AIM OF THE TASK: The records below should be written out again, exactly.

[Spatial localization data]
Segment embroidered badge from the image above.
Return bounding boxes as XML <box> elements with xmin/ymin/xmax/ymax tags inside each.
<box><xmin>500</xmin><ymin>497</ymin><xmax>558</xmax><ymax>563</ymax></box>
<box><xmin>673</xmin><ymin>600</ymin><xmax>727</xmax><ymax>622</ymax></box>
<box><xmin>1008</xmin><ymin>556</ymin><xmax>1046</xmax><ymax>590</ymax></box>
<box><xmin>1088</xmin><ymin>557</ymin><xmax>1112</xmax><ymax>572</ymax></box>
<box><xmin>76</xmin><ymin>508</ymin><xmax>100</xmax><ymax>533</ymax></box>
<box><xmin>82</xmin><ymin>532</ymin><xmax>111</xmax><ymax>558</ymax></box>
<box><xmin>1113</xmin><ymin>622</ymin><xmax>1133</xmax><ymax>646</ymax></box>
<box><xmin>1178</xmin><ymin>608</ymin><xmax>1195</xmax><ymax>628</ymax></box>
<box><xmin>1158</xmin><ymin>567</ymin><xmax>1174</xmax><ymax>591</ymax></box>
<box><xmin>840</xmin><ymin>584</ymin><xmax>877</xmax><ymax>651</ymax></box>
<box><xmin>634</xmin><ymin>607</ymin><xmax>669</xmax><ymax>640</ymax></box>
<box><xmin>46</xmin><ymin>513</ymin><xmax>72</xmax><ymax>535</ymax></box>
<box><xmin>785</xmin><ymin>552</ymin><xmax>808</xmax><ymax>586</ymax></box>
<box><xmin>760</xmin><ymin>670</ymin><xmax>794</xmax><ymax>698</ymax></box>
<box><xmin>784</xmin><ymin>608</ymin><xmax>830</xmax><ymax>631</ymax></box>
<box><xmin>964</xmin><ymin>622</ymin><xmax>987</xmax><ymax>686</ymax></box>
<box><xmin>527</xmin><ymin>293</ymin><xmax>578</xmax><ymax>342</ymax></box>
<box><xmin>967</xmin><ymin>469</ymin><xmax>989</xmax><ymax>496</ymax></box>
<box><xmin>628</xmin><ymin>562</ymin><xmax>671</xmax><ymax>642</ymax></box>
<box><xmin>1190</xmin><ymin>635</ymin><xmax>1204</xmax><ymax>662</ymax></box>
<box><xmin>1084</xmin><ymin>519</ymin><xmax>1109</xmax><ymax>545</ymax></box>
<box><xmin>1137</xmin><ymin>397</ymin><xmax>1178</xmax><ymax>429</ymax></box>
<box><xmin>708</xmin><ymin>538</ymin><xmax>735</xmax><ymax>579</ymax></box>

OUTPUT OF THE TASK:
Segment embroidered badge from the image above.
Return bounding boxes as XML <box> elements with xmin/ymin/xmax/ymax tags inside each.
<box><xmin>500</xmin><ymin>497</ymin><xmax>558</xmax><ymax>563</ymax></box>
<box><xmin>673</xmin><ymin>600</ymin><xmax>727</xmax><ymax>622</ymax></box>
<box><xmin>1008</xmin><ymin>556</ymin><xmax>1046</xmax><ymax>590</ymax></box>
<box><xmin>1088</xmin><ymin>557</ymin><xmax>1112</xmax><ymax>572</ymax></box>
<box><xmin>76</xmin><ymin>508</ymin><xmax>100</xmax><ymax>533</ymax></box>
<box><xmin>82</xmin><ymin>532</ymin><xmax>111</xmax><ymax>558</ymax></box>
<box><xmin>1113</xmin><ymin>622</ymin><xmax>1133</xmax><ymax>646</ymax></box>
<box><xmin>1178</xmin><ymin>608</ymin><xmax>1195</xmax><ymax>628</ymax></box>
<box><xmin>1158</xmin><ymin>567</ymin><xmax>1174</xmax><ymax>591</ymax></box>
<box><xmin>840</xmin><ymin>584</ymin><xmax>877</xmax><ymax>651</ymax></box>
<box><xmin>634</xmin><ymin>607</ymin><xmax>669</xmax><ymax>640</ymax></box>
<box><xmin>46</xmin><ymin>513</ymin><xmax>72</xmax><ymax>535</ymax></box>
<box><xmin>785</xmin><ymin>552</ymin><xmax>808</xmax><ymax>586</ymax></box>
<box><xmin>760</xmin><ymin>670</ymin><xmax>794</xmax><ymax>698</ymax></box>
<box><xmin>784</xmin><ymin>608</ymin><xmax>830</xmax><ymax>631</ymax></box>
<box><xmin>964</xmin><ymin>622</ymin><xmax>987</xmax><ymax>686</ymax></box>
<box><xmin>527</xmin><ymin>293</ymin><xmax>578</xmax><ymax>342</ymax></box>
<box><xmin>967</xmin><ymin>469</ymin><xmax>989</xmax><ymax>496</ymax></box>
<box><xmin>628</xmin><ymin>562</ymin><xmax>671</xmax><ymax>642</ymax></box>
<box><xmin>1190</xmin><ymin>635</ymin><xmax>1204</xmax><ymax>662</ymax></box>
<box><xmin>1084</xmin><ymin>519</ymin><xmax>1109</xmax><ymax>545</ymax></box>
<box><xmin>1137</xmin><ymin>397</ymin><xmax>1178</xmax><ymax>429</ymax></box>
<box><xmin>708</xmin><ymin>538</ymin><xmax>735</xmax><ymax>579</ymax></box>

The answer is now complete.